■ **TASKS TO CARRY OUT**
a: List the streets the Chi Chi Deluxe history names as places where galleries, art spaces and design studios popped up.
b: Carry the Chi Chi Deluxe history forward from its final sentence.

■ **SOURCE EXTRACT**
----

We worked with Peter Tait and the late Edwin Morrow in 1992 to present the legendary Adrenalin Dance parties and in 1993 worked with Michael Watt and Peter Brown promoting their infamous raves and music festivals including NASA and Strawberry Fields. Around this time we put together the Chi Chi Groove Crew – a loose collective of dancers, choreographers, stylists, models and circus performers who delivered more than 35 eye-popping, theatrically-driven dance shows over seven years.
Throughout this time, the Valley remained the focal point for much of the creative action both during the day and at night. Most of the clubs were Valley based with galleries, art spaces and design studios popping up on Brunswick St, Ann St, Barry Parade, Wickham St and Gota St. Bored with the Valley focus, Claire and I took a punt and opened Vibe – a progressive dance bar in the basement of the Alliance Hotel in Spring Hill. UK ‘rare groove’ master Sir Norman Jay headlined on Opening Night but the 5 night a week club failed to attract a crowd. Despite its cutting edge music policy delivered by the likes of DJ’s Gracie, Mark T, Scott Hopkins and Katch (Resin Dogs) luring people from the Valley precinct proved impossible.
Meanwhile Chi Chi Deluxe continued to grow and after almost two years in the arcade we moved to the Wintergarden, bringing club wear and dance music to the mainstream. By 1995 we’d outgrown the store and in a giant leap of faith, we returned to Elizabeth Street, leasing a sprawling 350 square metre store opposite the Myer Centre. Our inventory expanded to include footwear, men’s and women’s clothing, designer homewares, sunglasses, toys, fashion accessories, and a CD bar carrying a handpicked selection of Acid Jazz, House, Big Beat, Electro, Trip Hop, Phuture, Jungle, D&B, Chill and Slow Mo. We specialised in obscure and hard-to-find titles, along with the largest collection of off-beat art postcards in Australia.
Brisbane embraced the new direction and the store became a rendezvous point for the city’s forward thinkers, artists, tastemakers and design aficionados. Some days it was almost surreal, with queues of shoppers lined up outside waiting to get in. What had started out as a low-rent t-shirt shop had become a major retail operation with 14 staff and a global reputation. We won a string of business awards and became something of tourist attraction – getting listed on the, ‘Top 10 Things to Do in Brisbane’.
Imitators sprung up around the world with unauthorised and unconnected Chi Chi Deluxe stores opening in New Zealand, Germany and The Netherlands. We were courted by venture capitalists who wanted to take the concept global and despite the promise of huge wads of money we knew Chi Chi Deluxe wasn’t something that could be franchised or replicated. It was an idea that was developed in Brisbane, for Brisbane and we never believed it would work anywhere else.
Needless to say there were plenty of memorable moments – like the night we brought traffic to a halt on Elizabeth Street with DJ Shadow and DJ Krush playing on the rooftop, or the day Bjork dropped by saying we should open in New York; the surprise visit by Marvin Bernstein, founder of Skechers Footwear who later wrote in a US trade magazine that he’d seen, “the future of concept retailing in Brisbane… of all places,” and comedian Billy Connolly returning to shop at, “the funkiest store in the universe.” We had international DJ’s play in-store and had performance artists use the front windows for spontaneous ‘visual happenings’.
However, it wasn’t all plain sailing. In 1997 we became entangled in two court cases. One with our landlord – who refused to undertake repairs on the building – and a second – a Trade Mark dispute with a cosmetic company that purloined our name and our logo and took out an injunction to stop us trading. The litigation went on for five long years and despite winning both cases the emotional toll was crushing.

----

■ **DATASET EXTRACT**
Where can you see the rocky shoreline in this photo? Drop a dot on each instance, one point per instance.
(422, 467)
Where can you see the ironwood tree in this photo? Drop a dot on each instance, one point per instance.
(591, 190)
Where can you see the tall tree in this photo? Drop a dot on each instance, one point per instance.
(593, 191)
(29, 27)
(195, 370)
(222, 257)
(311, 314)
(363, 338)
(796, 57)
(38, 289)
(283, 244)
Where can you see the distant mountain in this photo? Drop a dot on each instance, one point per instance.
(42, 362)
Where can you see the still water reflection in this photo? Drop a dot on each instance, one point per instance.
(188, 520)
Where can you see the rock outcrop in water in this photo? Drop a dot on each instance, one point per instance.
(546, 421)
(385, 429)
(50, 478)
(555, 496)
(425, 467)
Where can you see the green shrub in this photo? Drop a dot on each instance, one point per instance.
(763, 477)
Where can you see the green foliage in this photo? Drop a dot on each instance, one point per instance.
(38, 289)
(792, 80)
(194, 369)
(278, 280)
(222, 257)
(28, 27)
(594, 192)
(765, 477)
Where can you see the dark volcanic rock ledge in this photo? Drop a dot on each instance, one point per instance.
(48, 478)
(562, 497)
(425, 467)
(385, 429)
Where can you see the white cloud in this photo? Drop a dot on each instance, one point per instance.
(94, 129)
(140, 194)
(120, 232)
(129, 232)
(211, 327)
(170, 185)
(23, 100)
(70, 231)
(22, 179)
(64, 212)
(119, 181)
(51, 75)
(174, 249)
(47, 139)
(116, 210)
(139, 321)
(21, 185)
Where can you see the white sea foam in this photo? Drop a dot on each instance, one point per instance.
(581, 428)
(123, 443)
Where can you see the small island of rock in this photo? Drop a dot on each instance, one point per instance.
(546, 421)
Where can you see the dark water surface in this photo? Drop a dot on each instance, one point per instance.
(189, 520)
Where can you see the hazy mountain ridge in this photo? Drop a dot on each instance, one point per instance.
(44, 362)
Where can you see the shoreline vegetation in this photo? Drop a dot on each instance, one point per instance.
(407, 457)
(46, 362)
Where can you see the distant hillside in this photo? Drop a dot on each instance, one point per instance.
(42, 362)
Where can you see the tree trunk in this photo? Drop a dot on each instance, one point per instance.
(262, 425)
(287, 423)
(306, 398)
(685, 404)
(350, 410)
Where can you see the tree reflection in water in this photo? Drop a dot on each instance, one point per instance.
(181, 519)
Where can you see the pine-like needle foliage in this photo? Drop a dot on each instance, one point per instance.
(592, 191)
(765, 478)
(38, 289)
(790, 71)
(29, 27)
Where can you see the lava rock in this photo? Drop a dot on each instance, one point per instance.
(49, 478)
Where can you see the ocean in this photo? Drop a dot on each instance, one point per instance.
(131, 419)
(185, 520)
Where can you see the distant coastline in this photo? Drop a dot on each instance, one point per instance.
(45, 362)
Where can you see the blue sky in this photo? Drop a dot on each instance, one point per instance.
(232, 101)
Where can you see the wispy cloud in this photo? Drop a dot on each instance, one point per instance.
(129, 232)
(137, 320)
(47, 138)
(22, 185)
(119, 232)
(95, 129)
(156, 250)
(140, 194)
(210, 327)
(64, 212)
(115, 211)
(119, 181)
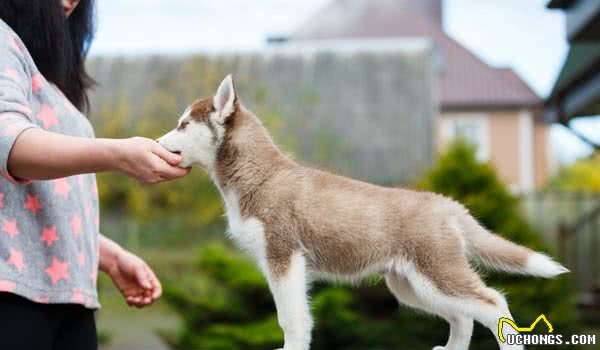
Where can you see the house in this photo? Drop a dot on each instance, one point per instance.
(491, 107)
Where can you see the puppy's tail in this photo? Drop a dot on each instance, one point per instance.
(501, 254)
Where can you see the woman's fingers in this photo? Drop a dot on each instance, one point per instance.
(169, 172)
(171, 158)
(156, 286)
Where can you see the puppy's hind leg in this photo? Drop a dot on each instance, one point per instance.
(288, 285)
(461, 327)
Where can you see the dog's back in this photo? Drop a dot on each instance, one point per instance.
(299, 222)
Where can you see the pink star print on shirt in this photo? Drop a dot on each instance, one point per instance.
(7, 286)
(10, 227)
(37, 83)
(81, 259)
(76, 225)
(32, 203)
(58, 271)
(47, 115)
(62, 187)
(16, 259)
(49, 235)
(77, 297)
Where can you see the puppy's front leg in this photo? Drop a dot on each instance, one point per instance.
(288, 283)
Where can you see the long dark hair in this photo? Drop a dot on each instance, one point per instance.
(58, 45)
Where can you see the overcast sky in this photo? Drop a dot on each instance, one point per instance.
(521, 34)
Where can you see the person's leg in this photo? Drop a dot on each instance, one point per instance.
(77, 330)
(24, 324)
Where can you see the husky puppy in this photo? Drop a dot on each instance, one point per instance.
(300, 223)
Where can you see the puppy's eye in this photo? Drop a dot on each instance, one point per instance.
(182, 125)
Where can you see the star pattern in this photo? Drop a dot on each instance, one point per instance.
(76, 225)
(77, 297)
(47, 115)
(64, 213)
(12, 74)
(62, 187)
(16, 259)
(32, 203)
(7, 286)
(58, 270)
(13, 129)
(10, 227)
(81, 259)
(37, 83)
(49, 235)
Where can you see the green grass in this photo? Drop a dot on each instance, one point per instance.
(127, 328)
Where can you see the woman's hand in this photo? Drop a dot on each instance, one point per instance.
(130, 274)
(42, 155)
(147, 161)
(134, 278)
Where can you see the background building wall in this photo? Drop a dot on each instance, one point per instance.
(362, 110)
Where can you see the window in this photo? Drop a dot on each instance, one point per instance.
(473, 129)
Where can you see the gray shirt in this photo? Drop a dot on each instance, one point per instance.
(48, 229)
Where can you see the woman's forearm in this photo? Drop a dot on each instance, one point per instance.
(109, 252)
(40, 155)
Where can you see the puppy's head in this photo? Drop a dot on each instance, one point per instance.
(201, 128)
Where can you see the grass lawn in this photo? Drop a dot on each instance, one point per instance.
(130, 328)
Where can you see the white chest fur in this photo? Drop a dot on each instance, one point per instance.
(247, 233)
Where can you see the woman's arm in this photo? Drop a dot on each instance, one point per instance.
(134, 278)
(40, 155)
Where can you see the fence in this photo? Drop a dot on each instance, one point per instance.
(570, 222)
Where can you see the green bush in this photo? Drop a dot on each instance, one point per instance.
(225, 302)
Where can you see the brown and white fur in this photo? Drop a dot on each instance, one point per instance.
(300, 223)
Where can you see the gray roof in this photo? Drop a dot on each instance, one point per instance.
(466, 81)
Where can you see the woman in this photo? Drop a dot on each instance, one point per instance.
(50, 247)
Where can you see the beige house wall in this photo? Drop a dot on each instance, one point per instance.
(515, 144)
(541, 153)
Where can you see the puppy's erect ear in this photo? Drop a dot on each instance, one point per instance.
(225, 99)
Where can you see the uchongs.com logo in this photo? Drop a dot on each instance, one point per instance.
(522, 335)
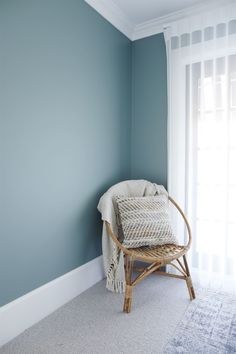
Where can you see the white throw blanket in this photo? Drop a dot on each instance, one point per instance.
(113, 258)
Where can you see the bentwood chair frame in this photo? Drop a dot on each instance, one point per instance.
(158, 256)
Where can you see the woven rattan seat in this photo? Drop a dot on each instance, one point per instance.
(157, 253)
(158, 257)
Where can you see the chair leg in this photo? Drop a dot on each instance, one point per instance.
(129, 287)
(189, 280)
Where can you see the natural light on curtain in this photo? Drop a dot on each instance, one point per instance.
(201, 54)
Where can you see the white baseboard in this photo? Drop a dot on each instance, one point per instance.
(27, 310)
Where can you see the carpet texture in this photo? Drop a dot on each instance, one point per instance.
(208, 326)
(93, 323)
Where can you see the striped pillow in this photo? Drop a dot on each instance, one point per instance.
(145, 221)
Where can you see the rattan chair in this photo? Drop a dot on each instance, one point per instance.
(158, 256)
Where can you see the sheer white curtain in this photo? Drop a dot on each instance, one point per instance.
(201, 53)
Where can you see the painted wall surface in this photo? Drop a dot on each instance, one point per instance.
(149, 116)
(65, 108)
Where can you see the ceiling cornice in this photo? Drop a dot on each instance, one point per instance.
(112, 13)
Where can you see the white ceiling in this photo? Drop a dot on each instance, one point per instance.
(139, 11)
(142, 18)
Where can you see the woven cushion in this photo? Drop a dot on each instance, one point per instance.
(145, 221)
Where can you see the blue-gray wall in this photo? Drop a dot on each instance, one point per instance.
(65, 108)
(149, 110)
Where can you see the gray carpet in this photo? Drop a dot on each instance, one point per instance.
(94, 323)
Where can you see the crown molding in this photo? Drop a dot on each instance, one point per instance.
(158, 24)
(112, 13)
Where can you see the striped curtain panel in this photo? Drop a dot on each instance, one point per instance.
(201, 54)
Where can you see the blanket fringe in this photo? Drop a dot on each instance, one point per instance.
(115, 286)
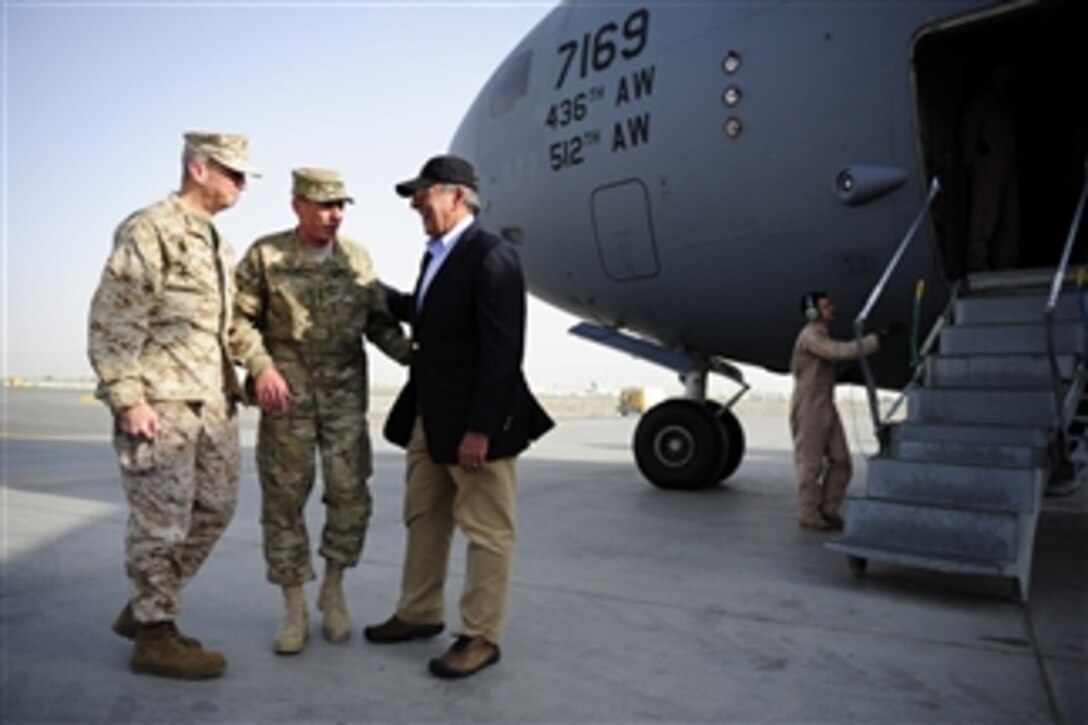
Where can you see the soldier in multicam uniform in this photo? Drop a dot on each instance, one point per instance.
(158, 329)
(306, 297)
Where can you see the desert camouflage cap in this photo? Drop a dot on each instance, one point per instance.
(232, 150)
(319, 185)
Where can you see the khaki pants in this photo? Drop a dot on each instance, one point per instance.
(483, 505)
(182, 489)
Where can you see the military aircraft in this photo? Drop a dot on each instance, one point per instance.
(678, 174)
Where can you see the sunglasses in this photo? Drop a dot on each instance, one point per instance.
(236, 176)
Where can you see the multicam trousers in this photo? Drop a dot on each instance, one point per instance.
(286, 446)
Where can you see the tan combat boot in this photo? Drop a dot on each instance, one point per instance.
(335, 623)
(295, 628)
(126, 626)
(160, 651)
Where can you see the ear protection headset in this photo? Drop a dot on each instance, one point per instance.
(810, 307)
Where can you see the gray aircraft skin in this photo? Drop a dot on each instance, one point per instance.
(678, 174)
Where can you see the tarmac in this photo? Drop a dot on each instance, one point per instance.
(628, 603)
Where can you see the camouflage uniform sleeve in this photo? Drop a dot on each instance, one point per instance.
(383, 329)
(246, 341)
(119, 324)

----

■ **EXPECTED ANSWERS**
a: Brunswick St, Ann St, Barry Parade, Wickham St, Gota St

b:
Then in 1999 we became the focus of a national media smear campaign – headed by Brisbane’s Sunday Mail, Channel 9 and talk back radio shock-jocks from around the country who accused us of supporting terrorism and being responsible for the national drug scourge – all of it based on a range of club wear that incorporated gas masks, toy syringes and plasma bags in the design. The ensuing media storm left us reeling. I was named and shamed in the national press, had the Family Values Association calling for a national boycott of our business and the Premier of South Australia saying I would not be welcome in his state. There were death threats and bomb scares and the police monitored the store for several weeks in case of an attack.
At the height of the media blitz, broadcast vans were lined up along Elizabeth Street waiting like vultures while some of our staff were abused and threatened in public. Funnily enough, the clothing range that caused the furore came from the same company that produces the ultra-cute Astro Boy figurines. I took legal action against News Corporation and obtained injunctions from the Press Council but the damage had been done and my enthusiasm for challenging the status quo started to wane.
Finally, in January 2001, after a decade of working 7 days a week, we decided to call it quits. And while the closure was emotional for us, the response from the public was truly astonishing. In our final days our loyal customers filled the store – many of them in tears – some offering to raise funds to keep us open. But the pressure of running a multi-faceted business and raising our young daughter Mercedes had become too much and the decision to close was made. On February 5th we shut the doors on the little shop that grew beyond our wildest dreams.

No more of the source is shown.